Document section »
==================================================

The solved version already exists

The Reddit thread's skepticism is correct about every interface-first deployment — and it's already out of date as a verdict on the category. Anthropic runs the solved version internally today — 95% of its analytics queries answered by the agent, at better than 95% measured accuracy. It wasn't solved by a model release, because the model was never the missing piece. It gets solved company by company, the moment the foundation exists — at which point the conversation layer becomes almost boring: one surface of a governed system that an agent works end to end, alongside others (agents that watch, investigate, and report are next, and they need the same foundation even more).

The tell is already on the leaderboard: the top Spider 2.0 entries are systems with names like "Sentinel" and "Prism Swarm" — agents wrapped around context infrastructure, not bigger bare models. We're obviously not neutral about that conclusion; we bet the product on it. But it's a checkable bet: the other vendors concede it in their docs, the benchmarks demonstrate it, and your own schema will confirm it the first afternoon you try.

So: is conversational analytics actually a solved problem? Yes — where the foundation exists and an agent works the whole stack, it's in production right now. It stays unsolved in exactly one place: at the interface, where most vendors keep trying to sell it. Govern the couple dozen metrics your leadership actually asks about, and it's solved on your data this quarter. Skip that step, and no model — this year's or next year's — will save the demo from your schema.

If you'd rather evaluate the assembled version than build it, Definite will run on your own schema: connect a source, let Fi draft the first definitions, and see whether the answers earn trust.

FAQ

Is conversational analytics actually a solved problem? Yes, conditionally — it's solved at the foundation, not the interface. Anthropic's data team automates 95% of internal analytics queries at over 95% accuracy, and every production vendor grounds their version in a governed semantic layer. Deployments that bolt a chat UI onto ungoverned data keep failing, and will keep failing regardless of model improvements — the missing piece is governed context for the AI, not a smarter model.

==================================================

Extracted material »
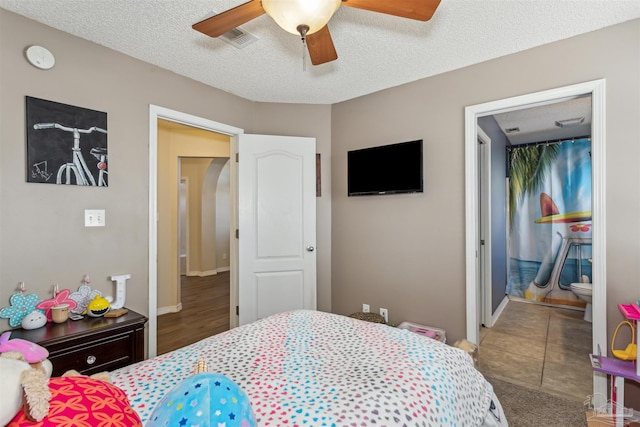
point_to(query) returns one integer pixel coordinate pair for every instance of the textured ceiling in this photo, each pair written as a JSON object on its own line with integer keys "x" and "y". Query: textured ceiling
{"x": 375, "y": 51}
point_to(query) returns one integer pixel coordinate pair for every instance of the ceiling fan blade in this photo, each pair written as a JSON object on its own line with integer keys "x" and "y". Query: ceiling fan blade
{"x": 320, "y": 46}
{"x": 230, "y": 19}
{"x": 421, "y": 10}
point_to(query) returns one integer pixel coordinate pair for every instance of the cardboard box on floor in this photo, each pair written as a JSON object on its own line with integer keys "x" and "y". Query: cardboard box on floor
{"x": 596, "y": 419}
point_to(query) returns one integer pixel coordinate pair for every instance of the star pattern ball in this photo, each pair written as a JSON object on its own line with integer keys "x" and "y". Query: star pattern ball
{"x": 204, "y": 399}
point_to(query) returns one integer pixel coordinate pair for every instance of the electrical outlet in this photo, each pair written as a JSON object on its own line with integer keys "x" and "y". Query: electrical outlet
{"x": 94, "y": 217}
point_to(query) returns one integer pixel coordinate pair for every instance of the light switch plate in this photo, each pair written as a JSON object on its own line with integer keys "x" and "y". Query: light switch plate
{"x": 94, "y": 218}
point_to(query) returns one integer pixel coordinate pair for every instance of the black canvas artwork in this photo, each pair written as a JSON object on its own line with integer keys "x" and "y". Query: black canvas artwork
{"x": 66, "y": 144}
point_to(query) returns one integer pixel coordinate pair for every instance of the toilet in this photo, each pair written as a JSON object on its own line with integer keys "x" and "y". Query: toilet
{"x": 584, "y": 292}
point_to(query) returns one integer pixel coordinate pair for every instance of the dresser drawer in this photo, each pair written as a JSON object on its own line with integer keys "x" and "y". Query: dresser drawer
{"x": 94, "y": 357}
{"x": 90, "y": 345}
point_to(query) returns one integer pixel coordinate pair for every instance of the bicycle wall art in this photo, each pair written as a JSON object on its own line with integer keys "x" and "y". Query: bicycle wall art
{"x": 66, "y": 144}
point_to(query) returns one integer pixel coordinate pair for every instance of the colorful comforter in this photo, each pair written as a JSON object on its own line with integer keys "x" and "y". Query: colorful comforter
{"x": 309, "y": 368}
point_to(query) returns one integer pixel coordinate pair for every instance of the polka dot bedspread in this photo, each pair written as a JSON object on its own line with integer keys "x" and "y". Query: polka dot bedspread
{"x": 309, "y": 368}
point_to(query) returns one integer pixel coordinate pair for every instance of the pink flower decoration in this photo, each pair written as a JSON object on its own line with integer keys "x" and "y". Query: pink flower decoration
{"x": 61, "y": 298}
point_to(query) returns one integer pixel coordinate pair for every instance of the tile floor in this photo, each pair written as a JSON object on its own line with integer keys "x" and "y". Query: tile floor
{"x": 541, "y": 347}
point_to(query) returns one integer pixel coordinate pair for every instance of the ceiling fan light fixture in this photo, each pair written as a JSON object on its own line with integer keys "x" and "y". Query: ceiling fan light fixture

==================================================

Work instructions »
**a)** According to the article on conversational analytics, what share of Anthropic's internal analytics queries does the agent answer?
**b)** Carry on the article about conversational analytics from its last sentence.

Answers by item »
**a)** 95% of them.

**b)**
Why does text-to-SQL give wrong answers on real databases when it works in demos? Demo schemas are small, clean, and unambiguous — one revenue column, obvious joins. Real schemas have ambiguous metric candidates, undeclared join logic, and institutional definitions that don't live in the database at all. The model fails because the information it needs was never written down, not because it can't write SQL. Spider 2.0 measured this directly: GPT-4o went from 86.6% on tutorial-style schemas to 10.1% on real enterprise workflows.

Do I need a semantic layer for AI analytics — and what's the minimum for one person? For trustworthy answers, yes — every production vendor grounds their conversational analytics in one. The minimum viable version is far smaller than the enterprise literature implies: governed definitions for the couple dozen metrics leadership actually asks about, with declared joins and a canonical table list. Not 250 modeled tables. And AI agents can now draft those definitions from your schema and query history — the human work is reviewing and ratifying them, not writing them.

Is conversational analytics fundamentally limited by LLMs? Mostly no. The benchmark record shows accuracy moves with the quality of context and governance, not model size — agentic systems climbed Spider 2.0 by engineering context, not by swapping models. But a governed foundation fixes the largest class of failures, not all of them: humans still outscore the best systems on BIRD by about 11 points, so treat any "hallucination-free" claim as a red flag.

What's the difference between conversational analytics and conversational BI? Effectively the same thing: asking questions of business data in natural language. One disambiguation matters more — "conversational analytics" also names a contact-center technology that analyzes support calls and chats (what IBM and NiCE mostly mean by the term). This post is about the BI sense.